■ Work instructions
Locate each line in the rows below that contains the string "Example", and copy those lines. Matching is case-sensitive.

--- begin Supplied records ---

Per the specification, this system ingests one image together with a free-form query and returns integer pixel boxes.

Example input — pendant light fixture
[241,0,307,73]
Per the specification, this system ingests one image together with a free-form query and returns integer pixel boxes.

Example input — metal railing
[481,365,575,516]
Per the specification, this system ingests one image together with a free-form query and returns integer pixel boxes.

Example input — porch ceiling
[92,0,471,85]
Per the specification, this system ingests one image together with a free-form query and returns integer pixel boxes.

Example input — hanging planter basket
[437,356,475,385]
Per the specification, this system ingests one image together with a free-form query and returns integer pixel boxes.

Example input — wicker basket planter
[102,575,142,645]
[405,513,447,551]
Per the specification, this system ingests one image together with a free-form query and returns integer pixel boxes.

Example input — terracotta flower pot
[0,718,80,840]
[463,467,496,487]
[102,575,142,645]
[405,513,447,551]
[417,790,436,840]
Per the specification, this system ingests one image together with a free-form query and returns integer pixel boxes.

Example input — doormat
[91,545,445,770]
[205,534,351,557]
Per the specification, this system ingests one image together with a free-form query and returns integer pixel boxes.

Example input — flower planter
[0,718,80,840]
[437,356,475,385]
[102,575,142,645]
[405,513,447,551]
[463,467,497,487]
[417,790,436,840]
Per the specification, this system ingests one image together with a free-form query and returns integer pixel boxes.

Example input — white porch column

--- end Supplied records ---

■ Solution to the problem
Example input — pendant light fixture
Example input — metal railing
Example input — porch ceiling
Example input — hanging planter basket
Example input — wicker basket planter
Example input — terracotta flower pot
Example input — doormat
Example input — flower planter
Example input — white porch column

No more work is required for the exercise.